WRITTEN REQUEST 1:
Write out the part of the Supreme Court case summary starting with "The Supreme Court" and going on through "on its viewpoint.".
WRITTEN REQUEST 2:
According to the Supreme Court case summary, which justice wrote for the majority in the Boston flag case?

DOCUMENT SECTION:
Camp Constitution sued arguing that Boston opens its flagpole for citizens to express their views in which case it can’t refuse to fly Camp Constitution’s flag based on its (religious) viewpoint. Boston argued it “reserved the pole to fly flags that communicate governmental messages” and was “free to choose the flags it flies without the constraints of the First Amendment’s Free Speech Clause.”

The Supreme Court held that Boston’s flag-raising program doesn’t constitutes government speech, meaning the First Amendment applies and it couldn’t reject Camp Constitution’s flag based on its viewpoint.

Justice Breyer, writing for the majority, conducting a “holistic inquiry” which considered “the history of the expression at issue; the public’s likely perception as to who (the government or a private person) is speaking; and the extent to which the government has actively shaped or controlled the expression.”

According to the Court the “general history” of flying flags “particularly at the seat of government” favors Boston. But “even if the public would ordinarily associate a flag’s message with Boston, that is not necessarily true for the flags at issue here” where “Boston allowed its flag to be lowered and other flags to be raised with some regularity.”

While neither of these two factors resolved the case, Boston’s record of not “actively control[ling] these flag raisings and shap[ing] the messages the flags sent” was “the most salient feature of this case.” Boston had “no written policies or clear internal guidance—about what flags groups could fly and what those flags would communicate.”

Houston Community College v. Wilson

In a unanimous opinion in Houston Community College v. Wilson, the Court held that when a government board censures a member it doesn’t violate the First Amendment.

As Justice Gorsuch describes David Wilson’s tenure on the Houston Community College board was “stormy.” He accused the board of violating its bylaws and ethics rules in the media, he hired a private investigator to determine whether another board member lived in the district which elected her, and he repeatedly sued the board.

STORED DATA:

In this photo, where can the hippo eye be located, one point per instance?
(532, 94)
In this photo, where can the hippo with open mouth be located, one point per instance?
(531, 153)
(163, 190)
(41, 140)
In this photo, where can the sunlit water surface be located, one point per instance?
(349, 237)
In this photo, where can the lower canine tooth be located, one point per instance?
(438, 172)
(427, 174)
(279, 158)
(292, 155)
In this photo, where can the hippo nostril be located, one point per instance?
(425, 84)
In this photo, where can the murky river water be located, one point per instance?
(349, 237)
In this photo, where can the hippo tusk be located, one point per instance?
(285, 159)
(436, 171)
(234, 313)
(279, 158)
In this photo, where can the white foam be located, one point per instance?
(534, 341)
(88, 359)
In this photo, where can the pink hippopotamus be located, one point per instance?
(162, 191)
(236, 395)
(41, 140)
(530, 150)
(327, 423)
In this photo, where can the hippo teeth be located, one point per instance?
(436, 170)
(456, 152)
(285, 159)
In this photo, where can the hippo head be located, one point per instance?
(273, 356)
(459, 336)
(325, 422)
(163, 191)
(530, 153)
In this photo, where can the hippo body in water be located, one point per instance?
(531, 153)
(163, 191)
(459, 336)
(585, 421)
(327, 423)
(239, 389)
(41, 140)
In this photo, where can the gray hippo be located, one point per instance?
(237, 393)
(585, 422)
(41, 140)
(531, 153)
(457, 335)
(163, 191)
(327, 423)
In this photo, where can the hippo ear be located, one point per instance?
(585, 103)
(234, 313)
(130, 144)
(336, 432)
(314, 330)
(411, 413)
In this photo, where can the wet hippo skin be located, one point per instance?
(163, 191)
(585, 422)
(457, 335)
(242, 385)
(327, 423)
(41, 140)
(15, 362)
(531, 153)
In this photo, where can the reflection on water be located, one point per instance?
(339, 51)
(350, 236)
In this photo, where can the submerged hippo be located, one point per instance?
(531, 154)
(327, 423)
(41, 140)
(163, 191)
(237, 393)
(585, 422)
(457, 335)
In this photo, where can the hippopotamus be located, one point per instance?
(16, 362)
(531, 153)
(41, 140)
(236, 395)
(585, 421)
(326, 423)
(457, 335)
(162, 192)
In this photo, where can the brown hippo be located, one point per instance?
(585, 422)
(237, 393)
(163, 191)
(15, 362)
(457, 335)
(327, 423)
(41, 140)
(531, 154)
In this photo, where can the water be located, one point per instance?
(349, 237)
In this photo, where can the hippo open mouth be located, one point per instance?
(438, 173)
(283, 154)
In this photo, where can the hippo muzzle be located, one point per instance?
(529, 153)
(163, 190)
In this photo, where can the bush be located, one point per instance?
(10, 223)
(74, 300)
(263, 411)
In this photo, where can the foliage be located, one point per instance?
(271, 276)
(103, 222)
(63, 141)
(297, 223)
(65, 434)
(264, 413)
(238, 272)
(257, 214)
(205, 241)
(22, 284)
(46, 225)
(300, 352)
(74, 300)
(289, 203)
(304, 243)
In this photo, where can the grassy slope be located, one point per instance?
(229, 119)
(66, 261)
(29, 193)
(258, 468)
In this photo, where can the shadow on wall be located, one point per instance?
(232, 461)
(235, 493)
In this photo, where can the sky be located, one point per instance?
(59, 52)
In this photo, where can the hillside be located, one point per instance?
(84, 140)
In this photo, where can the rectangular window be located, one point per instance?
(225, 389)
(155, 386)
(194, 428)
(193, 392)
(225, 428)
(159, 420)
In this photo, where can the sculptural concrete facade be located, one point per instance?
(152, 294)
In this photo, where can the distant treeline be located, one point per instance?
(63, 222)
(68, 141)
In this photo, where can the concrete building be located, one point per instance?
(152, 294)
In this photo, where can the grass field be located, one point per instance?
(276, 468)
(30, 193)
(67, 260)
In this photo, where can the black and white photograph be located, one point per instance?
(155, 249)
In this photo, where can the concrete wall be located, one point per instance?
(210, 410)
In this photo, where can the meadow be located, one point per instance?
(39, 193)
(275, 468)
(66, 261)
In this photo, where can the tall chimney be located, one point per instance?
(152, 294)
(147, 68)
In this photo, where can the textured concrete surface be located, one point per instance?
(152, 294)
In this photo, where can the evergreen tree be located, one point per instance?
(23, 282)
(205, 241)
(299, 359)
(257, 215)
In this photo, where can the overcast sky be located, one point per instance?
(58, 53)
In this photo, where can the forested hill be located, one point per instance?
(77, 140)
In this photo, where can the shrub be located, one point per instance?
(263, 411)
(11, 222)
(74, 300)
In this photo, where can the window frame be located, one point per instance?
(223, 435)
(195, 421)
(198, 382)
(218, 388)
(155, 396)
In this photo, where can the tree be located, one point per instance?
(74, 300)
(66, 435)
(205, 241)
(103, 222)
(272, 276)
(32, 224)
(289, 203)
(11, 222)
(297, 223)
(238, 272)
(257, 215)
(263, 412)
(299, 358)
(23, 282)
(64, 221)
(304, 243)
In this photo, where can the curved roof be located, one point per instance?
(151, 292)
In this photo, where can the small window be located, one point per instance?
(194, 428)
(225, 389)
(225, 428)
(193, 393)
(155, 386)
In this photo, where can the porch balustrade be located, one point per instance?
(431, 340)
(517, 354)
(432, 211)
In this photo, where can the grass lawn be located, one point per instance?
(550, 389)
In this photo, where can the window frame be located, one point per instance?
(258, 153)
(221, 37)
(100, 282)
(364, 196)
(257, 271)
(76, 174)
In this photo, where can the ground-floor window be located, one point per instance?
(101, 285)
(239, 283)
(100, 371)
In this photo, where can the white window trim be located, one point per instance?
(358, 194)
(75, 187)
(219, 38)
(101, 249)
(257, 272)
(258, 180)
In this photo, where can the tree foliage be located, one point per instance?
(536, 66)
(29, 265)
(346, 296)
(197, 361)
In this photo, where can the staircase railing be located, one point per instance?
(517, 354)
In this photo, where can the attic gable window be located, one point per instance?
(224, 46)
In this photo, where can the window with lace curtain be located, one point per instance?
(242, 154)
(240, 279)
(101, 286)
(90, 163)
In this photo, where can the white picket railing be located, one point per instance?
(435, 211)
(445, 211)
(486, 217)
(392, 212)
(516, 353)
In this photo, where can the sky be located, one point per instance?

FINISHED ANSWER 1:
The Supreme Court held that Boston’s flag-raising program doesn’t constitutes government speech, meaning the First Amendment applies and it couldn’t reject Camp Constitution’s flag based on its viewpoint.

FINISHED ANSWER 2:
Justice Breyer